**What is required**
Every line of the listing must be reproduced as it stands. Leave the images behind.

---

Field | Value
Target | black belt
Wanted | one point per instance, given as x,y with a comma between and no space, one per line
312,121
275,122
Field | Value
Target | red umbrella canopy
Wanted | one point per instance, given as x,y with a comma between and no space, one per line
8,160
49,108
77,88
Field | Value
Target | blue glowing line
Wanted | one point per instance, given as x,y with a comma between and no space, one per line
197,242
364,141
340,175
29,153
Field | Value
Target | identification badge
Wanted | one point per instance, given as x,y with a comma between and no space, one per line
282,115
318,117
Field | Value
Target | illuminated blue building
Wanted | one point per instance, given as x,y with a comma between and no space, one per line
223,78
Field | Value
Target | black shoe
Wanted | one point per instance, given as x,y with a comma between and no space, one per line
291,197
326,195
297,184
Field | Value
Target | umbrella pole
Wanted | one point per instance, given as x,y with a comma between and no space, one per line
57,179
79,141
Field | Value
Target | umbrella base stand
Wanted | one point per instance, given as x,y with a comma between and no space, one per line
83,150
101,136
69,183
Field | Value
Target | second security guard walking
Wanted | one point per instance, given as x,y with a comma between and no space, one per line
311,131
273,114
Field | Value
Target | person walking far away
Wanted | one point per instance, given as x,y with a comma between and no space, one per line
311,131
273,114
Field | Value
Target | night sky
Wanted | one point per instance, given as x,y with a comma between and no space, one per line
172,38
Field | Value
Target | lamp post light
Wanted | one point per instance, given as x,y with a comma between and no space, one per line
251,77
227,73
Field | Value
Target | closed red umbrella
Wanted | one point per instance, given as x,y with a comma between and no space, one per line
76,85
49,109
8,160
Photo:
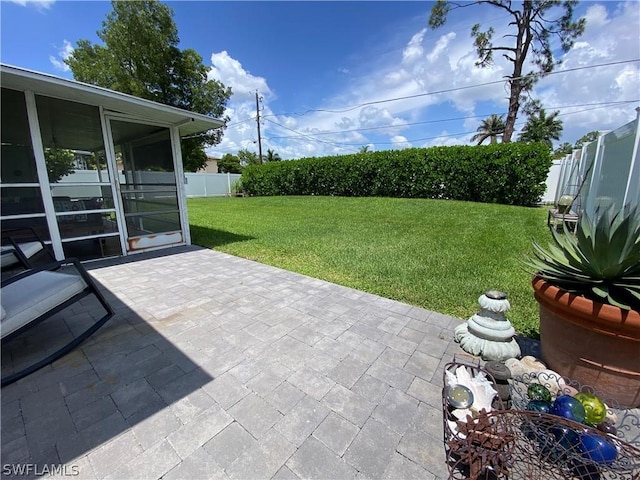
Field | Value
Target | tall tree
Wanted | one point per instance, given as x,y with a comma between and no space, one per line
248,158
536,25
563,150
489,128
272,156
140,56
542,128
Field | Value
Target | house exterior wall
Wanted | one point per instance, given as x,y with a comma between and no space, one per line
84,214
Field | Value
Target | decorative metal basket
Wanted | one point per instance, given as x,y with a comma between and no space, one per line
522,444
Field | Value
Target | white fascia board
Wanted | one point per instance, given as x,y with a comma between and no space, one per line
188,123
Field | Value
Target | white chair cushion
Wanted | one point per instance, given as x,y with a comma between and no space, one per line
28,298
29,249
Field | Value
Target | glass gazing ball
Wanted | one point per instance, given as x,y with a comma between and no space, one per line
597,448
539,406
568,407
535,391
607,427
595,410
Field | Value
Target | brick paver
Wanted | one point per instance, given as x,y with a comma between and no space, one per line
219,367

---

**The result**
Field | Value
Target | black belt
Wanted | one point per instance, given as x,y with a comma between and no space, one per line
312,121
275,122
Field | Value
Target | red umbrella canopy
Wanted | one point per instance, given as x,y with a comma between and no space, one per line
8,160
49,108
77,88
Field | Value
Target | blue glowing line
Wanted | one point per instance, given as x,y with a comma between and no space, one per line
197,242
364,141
340,175
29,153
Field | Value
Target | identification badge
Wanted | one point per instance, given as x,y with a comma between and no space, one per line
282,115
318,117
Field | Value
Target | illuminated blue building
Wanted | one point per instance, given as x,y with a comma between and no space, one per line
223,78
Field | Value
Target | black shoe
Wanted | one point per instance, given as x,y with a comma between and no space, one per line
291,197
326,195
297,184
Field | Value
Target | umbrella pole
Wanted | one point per instance, given as x,y with a comma between and no space, one per line
57,179
79,141
Field | Value
Target | umbrella base stand
Wanted | one point per instance, given as x,y with a comma between and no space, one per line
83,150
101,136
69,183
Field | Value
Target | second security guard walking
Wanted | one point per instance, given as x,y with a comma between and no space, one per line
311,131
273,114
Field | Value
Target | person walking far away
Wanted | one point per instance, given as x,y with a comma between and no space, one per line
311,131
273,114
Field | Value
Target | night sky
Wanted | one point per instance, given as x,y with a comma between and no space, one per line
172,38
Field | Value
Target | lamp post light
Wanted | one point per instance, given as x,y with a comma between and no space, one per line
251,77
227,73
Field | Value
Target | closed red umbrella
Wanted | one point per instance, given as x,y with a comma between and no space, one per line
76,85
49,109
8,160
Photo:
Field | Value
Target | tall tree
Wanted | one point per instance, given as x,y with a comma between and no space, one per line
248,158
536,25
563,150
489,128
272,156
140,56
542,128
Field | Value
Target | house exterior wall
Wanted | one point per instance, given as x,y with a comma between and no space, one per line
84,214
Field | Value
Target | decorative metal basket
Wanted | one point per instance, given as x,y with a comma between and no space, one per line
522,444
Field | Value
Target | white fascia board
Wanted | one point per instance, given as x,y with a comma between and no space, one per line
188,123
Field | Value
Target | white chair cushion
Wanted | one point per instance, given as x,y with a comma between and no space, one per line
28,298
29,249
Field | Value
Target | glass gazing ball
Wanted | one point per instance, given as x,y with a comma between and no space, one per line
597,448
539,406
568,407
535,391
607,427
595,410
Field | Value
Target | brick paver
Wanted | one point per instance, given as x,y with a comma between and no space, one per line
219,367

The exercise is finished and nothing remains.